Given request: Repeat the material below word for word, keeping every line in the same order.

^^^^

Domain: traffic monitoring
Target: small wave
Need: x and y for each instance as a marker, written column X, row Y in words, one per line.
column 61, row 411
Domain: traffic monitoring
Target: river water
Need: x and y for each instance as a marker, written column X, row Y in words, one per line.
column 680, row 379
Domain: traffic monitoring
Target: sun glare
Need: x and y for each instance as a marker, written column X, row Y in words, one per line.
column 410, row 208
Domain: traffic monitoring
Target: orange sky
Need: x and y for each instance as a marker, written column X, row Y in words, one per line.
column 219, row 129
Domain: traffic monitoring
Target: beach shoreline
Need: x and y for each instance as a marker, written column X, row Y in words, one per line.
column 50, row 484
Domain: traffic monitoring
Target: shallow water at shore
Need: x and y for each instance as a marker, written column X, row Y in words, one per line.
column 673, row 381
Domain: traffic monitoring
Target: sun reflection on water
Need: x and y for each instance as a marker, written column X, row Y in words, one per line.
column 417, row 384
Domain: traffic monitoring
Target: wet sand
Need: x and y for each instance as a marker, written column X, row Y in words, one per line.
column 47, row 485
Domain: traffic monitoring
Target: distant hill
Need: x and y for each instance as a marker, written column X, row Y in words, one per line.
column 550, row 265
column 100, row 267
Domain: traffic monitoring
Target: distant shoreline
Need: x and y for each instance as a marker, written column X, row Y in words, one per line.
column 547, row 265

^^^^

Reply to the task:
Domain: traffic monitoring
Target: small wave
Need: x and y for each instance as a marker, written column X, row Y in words, one per line.
column 61, row 411
Domain: traffic monitoring
Target: river water
Need: x and y for each instance as a marker, written column X, row Y in words, one per line.
column 680, row 379
Domain: traffic monitoring
Target: sun glare
Need: x and y for each instance as a marker, written column X, row Y in words, one per line.
column 410, row 208
Domain: traffic monitoring
Target: orange sky
Need: x and y for each instance as a marker, written column X, row Y in words, one per line.
column 219, row 129
Domain: traffic monitoring
Target: beach shoreline
Need: x and y for each instance as a marker, written column X, row Y in words, one per line.
column 50, row 484
Domain: traffic monitoring
Target: shallow water at shore
Need: x and y for each instance as a marker, written column X, row Y in words, one per line.
column 673, row 381
Domain: traffic monitoring
Target: sun reflection on water
Need: x and y for each instance as a marker, written column X, row Y in words, one per line.
column 417, row 384
Domain: traffic monitoring
Target: wet sand
Need: x and y for each instance as a marker, written column X, row Y in words, one per line.
column 47, row 485
Domain: traffic monitoring
Target: distant hill
Need: x and y for each instance as a marker, written column X, row Y in words, one per line.
column 550, row 265
column 100, row 267
Domain: traffic monitoring
Target: distant shoreline
Need: x and y for each instance as a marker, written column X, row Y in words, one per line.
column 547, row 265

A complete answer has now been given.